- **GIVEN ENTRIES**:
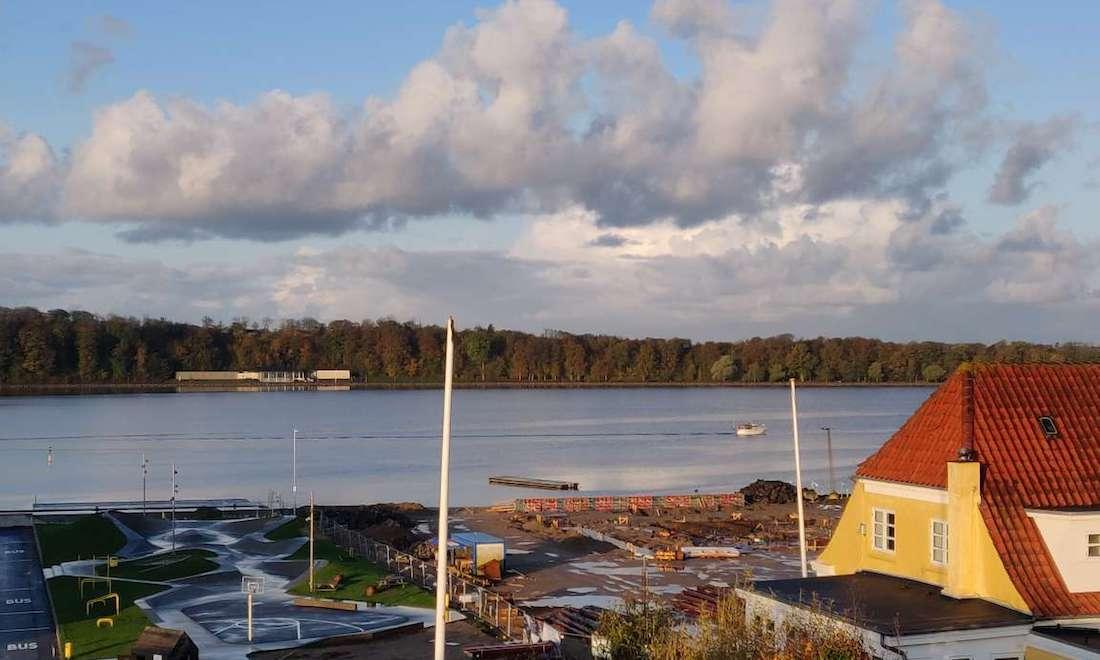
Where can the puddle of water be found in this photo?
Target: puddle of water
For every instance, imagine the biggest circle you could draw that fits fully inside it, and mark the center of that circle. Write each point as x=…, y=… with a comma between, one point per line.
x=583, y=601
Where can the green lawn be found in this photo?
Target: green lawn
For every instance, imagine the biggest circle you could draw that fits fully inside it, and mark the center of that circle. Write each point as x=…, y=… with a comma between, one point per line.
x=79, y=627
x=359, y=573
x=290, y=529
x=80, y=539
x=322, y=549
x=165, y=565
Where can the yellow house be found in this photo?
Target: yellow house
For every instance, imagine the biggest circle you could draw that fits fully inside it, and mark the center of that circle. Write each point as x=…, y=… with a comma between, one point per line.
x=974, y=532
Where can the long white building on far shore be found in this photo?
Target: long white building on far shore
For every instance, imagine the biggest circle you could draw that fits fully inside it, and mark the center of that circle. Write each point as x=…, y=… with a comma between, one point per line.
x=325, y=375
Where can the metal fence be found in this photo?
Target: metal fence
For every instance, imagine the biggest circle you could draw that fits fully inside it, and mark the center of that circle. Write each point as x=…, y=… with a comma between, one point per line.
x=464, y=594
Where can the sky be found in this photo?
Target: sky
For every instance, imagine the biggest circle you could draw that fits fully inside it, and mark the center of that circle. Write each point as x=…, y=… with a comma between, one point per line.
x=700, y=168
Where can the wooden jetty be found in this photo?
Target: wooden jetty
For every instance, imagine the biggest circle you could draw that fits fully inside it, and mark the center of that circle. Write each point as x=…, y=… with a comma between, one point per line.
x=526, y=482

- **WHAT YOU SHOULD DO**:
Counting only lines that contain the string "metal", how many are there in the data above? Give the number alone.

- **YOUR RESPONSE**:
2